# Source start

The Idea of Iran: The Early Sasanian Period

Saturday, 10 June 2006
T

he third in the ‘Idea of Iran’ series and the first to be held as a one-day symposium, this occasion saw contributions from six eminent scholars cover aspects of the early to mid-Sasanian period.

Speakers

Prudence Harper

Image and Identity: Early Sasanian Art and Iconography

Dr Prudence Harper, Curator Emerita, Department of Ancient Near Eastern Art, Metropolitan Museum of Art, New York

A variety of artifacts, national monuments, royal commissions and personal expressions ownership and identity have survived from the early Sasanian period. These remains provide clear evidence of the concerns of, and developments in, the new Sasanian state. Certain images and conventions were established at the start of the period, and their appearance in the arts is significant for our understanding of the initial stages in the creation of a Sasanian dynastic identity. In a period in which the population of the Sasanian realm became increasingly diverse and contacts between Iran and the lands to the west and east rapidly increased, the presence of foreign elements in the arts of Iran is also an important factor in the cultural history of the early Sasanian period.

# Source end
# Data entries start

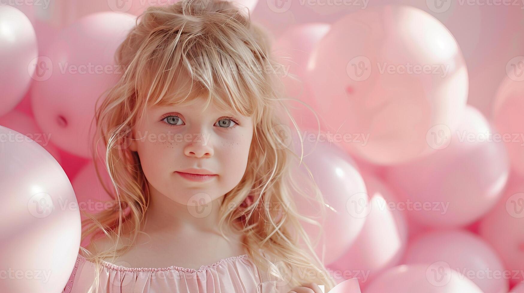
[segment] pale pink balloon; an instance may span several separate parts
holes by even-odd
[[[472,280],[439,263],[400,265],[383,273],[364,293],[482,293]]]
[[[73,187],[41,145],[0,126],[3,292],[61,292],[80,244]]]
[[[362,286],[381,272],[399,264],[408,240],[403,207],[376,178],[364,174],[371,211],[355,243],[330,267],[352,272]]]
[[[524,179],[512,175],[497,206],[481,222],[479,233],[495,249],[510,284],[524,281]],[[517,273],[516,273],[517,272]]]
[[[296,139],[293,138],[293,147],[300,156],[300,143]],[[311,170],[325,203],[334,210],[326,208],[327,215],[322,223],[316,201],[306,200],[296,194],[294,202],[301,215],[321,222],[323,235],[316,252],[321,260],[324,254],[323,261],[327,264],[340,257],[355,241],[369,214],[369,202],[364,180],[350,156],[329,142],[317,142],[315,146],[310,138],[305,137],[304,145],[303,162]],[[305,167],[298,166],[298,163],[292,165],[294,176],[305,176],[309,180]],[[308,196],[314,195],[310,193]],[[320,232],[318,227],[305,222],[302,223],[314,245]]]
[[[19,10],[0,5],[0,116],[15,108],[27,92],[38,57],[36,35],[31,21]]]
[[[508,76],[499,87],[493,109],[497,133],[506,136],[511,167],[524,175],[524,59],[507,68]]]
[[[356,278],[352,278],[337,284],[330,290],[329,293],[362,293],[362,291],[358,280]]]
[[[123,73],[114,53],[135,20],[115,12],[86,16],[61,31],[41,54],[32,107],[38,125],[53,133],[52,141],[59,148],[91,156],[95,104]]]
[[[35,119],[27,114],[13,110],[0,117],[0,125],[13,129],[30,138],[43,146],[46,151],[61,164],[58,149],[50,142],[51,133],[45,133],[38,128]]]
[[[62,16],[57,16],[63,18],[62,20],[63,25],[69,25],[81,17],[97,12],[112,11],[118,13],[129,13],[138,16],[149,6],[163,6],[171,5],[178,2],[178,0],[128,0],[126,1],[72,0],[67,7],[68,13],[64,14]],[[258,0],[238,0],[230,2],[236,3],[239,8],[247,8],[249,12],[252,12],[256,6]],[[245,9],[242,10],[244,13],[247,13],[247,11]]]
[[[311,51],[329,29],[329,25],[321,22],[292,27],[273,46],[272,54],[281,65],[276,71],[285,89],[286,97],[300,101],[289,100],[288,103],[293,117],[302,127],[318,129],[313,112],[316,108],[314,99],[304,73]]]
[[[410,201],[408,216],[425,226],[458,227],[492,208],[509,169],[504,145],[490,137],[493,132],[482,114],[468,106],[456,129],[428,129],[428,144],[438,149],[435,152],[387,168],[387,182],[400,200]]]
[[[369,136],[345,148],[377,164],[431,152],[428,130],[451,128],[467,98],[467,70],[449,31],[413,7],[347,15],[312,53],[309,83],[330,130]]]
[[[483,239],[465,230],[433,231],[417,235],[410,242],[402,263],[447,266],[484,293],[506,293],[509,288],[498,255]]]
[[[524,283],[519,283],[509,290],[509,293],[524,293]]]
[[[99,171],[102,174],[104,182],[107,187],[112,188],[110,190],[113,190],[109,175],[103,168]],[[108,204],[105,203],[105,201],[111,200],[111,197],[104,189],[96,176],[92,162],[80,169],[72,183],[80,210],[90,213],[97,213],[109,209]],[[82,221],[88,218],[82,213],[80,214],[80,217]],[[87,244],[90,239],[90,237],[84,239],[81,245]]]
[[[113,185],[107,172],[103,168],[99,171],[102,174],[106,186],[112,188]],[[104,209],[106,207],[102,204],[106,200],[111,200],[111,197],[104,189],[96,176],[94,164],[92,162],[80,169],[72,183],[81,210],[90,213],[105,210]],[[81,213],[80,216],[82,220],[87,218]]]
[[[19,10],[27,17],[27,18],[31,21],[31,24],[34,27],[36,20],[35,17],[35,7],[34,5],[31,5],[32,3],[30,3],[30,2],[29,1],[2,1],[0,2],[0,6],[7,5]]]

# Data entries end

Stated exercise: Please retype the stretch of the Sasanian symposium page from "Dr Prudence Harper, Curator" through "of the early Sasanian period." with every word and mark unchanged.

Response for this exercise:
Dr Prudence Harper, Curator Emerita, Department of Ancient Near Eastern Art, Metropolitan Museum of Art, New York

A variety of artifacts, national monuments, royal commissions and personal expressions ownership and identity have survived from the early Sasanian period. These remains provide clear evidence of the concerns of, and developments in, the new Sasanian state. Certain images and conventions were established at the start of the period, and their appearance in the arts is significant for our understanding of the initial stages in the creation of a Sasanian dynastic identity. In a period in which the population of the Sasanian realm became increasingly diverse and contacts between Iran and the lands to the west and east rapidly increased, the presence of foreign elements in the arts of Iran is also an important factor in the cultural history of the early Sasanian period.